▶ GOAL OF THE EXERCISE:
Every entry, from first to last, is to be written out exactly.

** Opening DATA RECORDS block **

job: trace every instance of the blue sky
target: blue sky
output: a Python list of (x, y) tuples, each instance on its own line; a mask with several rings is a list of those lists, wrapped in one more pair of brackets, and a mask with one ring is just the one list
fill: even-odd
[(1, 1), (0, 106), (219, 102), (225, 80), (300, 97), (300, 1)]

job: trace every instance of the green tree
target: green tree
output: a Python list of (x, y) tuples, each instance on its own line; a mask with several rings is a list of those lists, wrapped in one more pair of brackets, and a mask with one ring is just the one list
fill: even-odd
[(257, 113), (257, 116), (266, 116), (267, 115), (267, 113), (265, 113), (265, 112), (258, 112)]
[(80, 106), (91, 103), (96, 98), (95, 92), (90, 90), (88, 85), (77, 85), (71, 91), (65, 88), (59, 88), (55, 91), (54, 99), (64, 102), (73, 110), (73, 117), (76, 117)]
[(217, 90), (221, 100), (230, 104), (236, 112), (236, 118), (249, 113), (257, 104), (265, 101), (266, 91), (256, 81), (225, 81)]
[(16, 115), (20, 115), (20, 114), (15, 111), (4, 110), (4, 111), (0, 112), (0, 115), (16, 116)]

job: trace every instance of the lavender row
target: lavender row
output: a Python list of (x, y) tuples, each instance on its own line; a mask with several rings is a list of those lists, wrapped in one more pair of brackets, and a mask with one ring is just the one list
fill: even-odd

** Closing DATA RECORDS block **

▶ RESULT OF THE TASK:
job: trace every instance of the blue sky
target: blue sky
output: a Python list of (x, y) tuples, each instance on its own line; a mask with several rings is a list of those lists, wrapped in one more pair of brackets, and a mask with one ring is just the one list
fill: even-odd
[(1, 1), (0, 106), (219, 102), (225, 80), (300, 97), (300, 1)]

job: trace every instance of the green tree
target: green tree
output: a Python list of (x, y) tuples, each instance on its own line; a mask with several rings is a list of those lists, wrapped in one more pair of brackets, and a mask with one ring is just the one list
fill: even-odd
[(257, 113), (257, 116), (266, 116), (267, 115), (267, 113), (265, 113), (265, 112), (258, 112)]
[(80, 106), (91, 103), (96, 98), (95, 92), (90, 90), (88, 85), (77, 85), (71, 91), (65, 88), (59, 88), (55, 91), (54, 99), (64, 102), (73, 110), (73, 117), (76, 117)]
[(217, 90), (221, 100), (230, 104), (236, 112), (236, 118), (249, 113), (257, 104), (265, 101), (266, 91), (256, 81), (225, 81)]
[(16, 115), (20, 115), (20, 114), (15, 111), (4, 110), (4, 111), (0, 112), (0, 115), (16, 116)]

job: trace every instance of the lavender row
target: lavender row
output: a Python list of (x, y) tuples, each instance on its own line; a mask with several rings is a list of those lists, wrapped in one more pair of brackets, and a mask with one ring is just the one list
fill: even-odd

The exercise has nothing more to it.